**Metin bloğu**.
Emsal Mahkeme Kararı Konya Bölge Adliye Mahkemesi 6. Hukuk Dairesi 2022/1749 E. 2023/2006 K. 16.10.2023 T.

Görüntülediğiniz mahkeme kararı kesinleşmiş bir karardır.

T.C. KONYA BAM 6. HUKUK DAİRESİ
T.C.
KONYA
BÖLGE ADLİYE MAHKEMESİ
6. HUKUK DAİRESİ

DOSYA NO :
KARAR NO :

T Ü R K M İ L L E T İ A D I N A
İ S T İ N A F K A R A R I

BAŞKAN : … (…)
ÜYE : … (…)
ÜYE : … (…)
KATİP : … (…)

İNCELENEN KARARIN
MAHKEMESİ : KONYA .. ASLİYE TİCARET MAHKEMESİ
TARİHİ : 29/09/2022
NUMARASI : Esas – Karar

DAVACI : … – (T.C. Kimlik No: …)
VEKİLİ : Av. … – [

DAVALILAR
İSTİNAF EDEN : 1- … – (T.C. Kimlik No: …)
VEKİLLERİ : Av. … –
Av. … –
2- … – (T.C. Kimlik No: …)

DAVA : Menfi Tespit

İSTİNAF KARARININ
KARAR TARİHİ : 16/10/2023
YAZIM TARİHİ : 18/10/2023
Taraflar arasında görülen davada Konya .. Asliye Ticaret Mahkemesi’nin .. Esas – … Karar sayılı kararın Dairemizce incelenmesi davalı … vekili tarafından istenmiş ve istinaf dilekçesinin süresi içerisinde verildiği anlaşılmış olmakla, dosya içerisindeki dilekçe, layihalar, duruşma tutanakları ve tüm belgeler okunup, incelendikten ve üye hakimin görüşleri alındıktan sonra işin gereği görüşülüp, düşünüldü:
DAVA: Davacı vekili, davalı tarafından müvekkili aleyhine Konya .. İcra Dairesi’nin … Esas sayılı dosyası ile kambiyo senedine özgü takip başlatıldığını, tebligatın usulsüz bir şekilde muhtara yapıldığını, bu nedenle müvekkilinin yasal süresi içerisinde itirazda bulunamadığını, müvekkilinin takibe konu senetten dolayı herhangi bir borcunun bulunmadığını ileri sürerek, borçlu olmadığının tespiti ile haksız ve kötüniyetle başlatılan takip nedeniyle davalı aleyhine %20 tazminata hükmedilmesine karar verilmesini talep ve dava etmiştir.

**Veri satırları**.
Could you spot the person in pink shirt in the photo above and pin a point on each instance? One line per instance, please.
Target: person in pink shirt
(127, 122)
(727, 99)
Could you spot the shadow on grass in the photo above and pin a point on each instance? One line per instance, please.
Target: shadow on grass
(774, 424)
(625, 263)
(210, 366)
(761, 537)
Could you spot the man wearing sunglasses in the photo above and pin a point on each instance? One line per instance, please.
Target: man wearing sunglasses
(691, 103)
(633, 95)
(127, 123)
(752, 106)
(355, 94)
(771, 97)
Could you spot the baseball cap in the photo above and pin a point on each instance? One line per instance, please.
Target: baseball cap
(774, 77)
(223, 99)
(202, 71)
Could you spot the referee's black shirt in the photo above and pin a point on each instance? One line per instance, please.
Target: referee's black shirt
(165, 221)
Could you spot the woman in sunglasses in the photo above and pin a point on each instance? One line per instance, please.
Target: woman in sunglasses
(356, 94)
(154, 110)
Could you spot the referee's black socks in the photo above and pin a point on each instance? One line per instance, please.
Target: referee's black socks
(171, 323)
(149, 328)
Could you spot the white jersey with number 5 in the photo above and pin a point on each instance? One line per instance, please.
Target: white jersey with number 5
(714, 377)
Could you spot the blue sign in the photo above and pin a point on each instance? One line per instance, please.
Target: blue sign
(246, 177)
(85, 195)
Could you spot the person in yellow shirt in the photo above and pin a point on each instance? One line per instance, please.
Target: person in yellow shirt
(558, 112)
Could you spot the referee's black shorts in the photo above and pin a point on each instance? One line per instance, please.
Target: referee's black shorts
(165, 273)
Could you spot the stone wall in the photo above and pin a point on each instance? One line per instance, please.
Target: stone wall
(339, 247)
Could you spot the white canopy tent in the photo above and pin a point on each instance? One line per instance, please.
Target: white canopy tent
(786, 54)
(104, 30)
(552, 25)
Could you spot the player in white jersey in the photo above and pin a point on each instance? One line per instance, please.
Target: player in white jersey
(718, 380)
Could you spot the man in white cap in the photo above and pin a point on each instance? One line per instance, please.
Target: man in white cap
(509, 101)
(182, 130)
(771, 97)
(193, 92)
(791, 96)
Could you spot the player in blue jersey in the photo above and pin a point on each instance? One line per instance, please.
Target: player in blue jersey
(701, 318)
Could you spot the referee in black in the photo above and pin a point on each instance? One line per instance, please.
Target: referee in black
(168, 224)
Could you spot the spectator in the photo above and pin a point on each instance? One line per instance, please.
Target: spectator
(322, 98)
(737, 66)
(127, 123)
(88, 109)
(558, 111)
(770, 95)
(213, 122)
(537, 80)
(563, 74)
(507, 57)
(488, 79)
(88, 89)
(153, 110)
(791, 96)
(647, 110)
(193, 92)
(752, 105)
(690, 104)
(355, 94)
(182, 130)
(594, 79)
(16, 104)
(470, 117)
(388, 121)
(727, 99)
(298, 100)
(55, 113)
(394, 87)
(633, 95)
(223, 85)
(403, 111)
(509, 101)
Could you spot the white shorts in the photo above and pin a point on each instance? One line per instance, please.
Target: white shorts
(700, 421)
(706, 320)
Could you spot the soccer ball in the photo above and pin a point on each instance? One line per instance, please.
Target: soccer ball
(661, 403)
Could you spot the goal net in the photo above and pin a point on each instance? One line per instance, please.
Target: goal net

**Yapılacak işler**.
1. Mahkeme kararında geçen farklı tarihleri sıralayın ve her birinin neye ait olduğunu belirtin.
2. Mahkeme kararına göre davacı, takibe yasal süresi içinde itiraz edemeyişini hangi gerekçeye dayandırıyor?
3. Mahkeme kararına göre aşağıdaki soruları yanıtlayın.
(a) Davanın türü nedir?
(b) Davalı, davacı aleyhine ne tür bir takip başlatmıştır?
(c) Davacı, davalı aleyhine yüzde kaç tazminata hükmedilmesini istemiştir?
Listedeki veriler metinle ilgili değildir.

**Yanıtlar**.
1.
29/09/2022: İncelenen kararın tarihi
16/10/2023: İstinaf kararının karar tarihi
18/10/2023: İstinaf kararının yazım tarihi

2. Davacı vekiline göre tebligat usulsüz bir şekilde muhtara yapılmıştır. Bu nedenle müvekkil yasal süresi içinde itirazda bulunamamıştır.

3.
(a) Menfi tespit.
(b) Kambiyo senedine özgü takip.
(c) %20.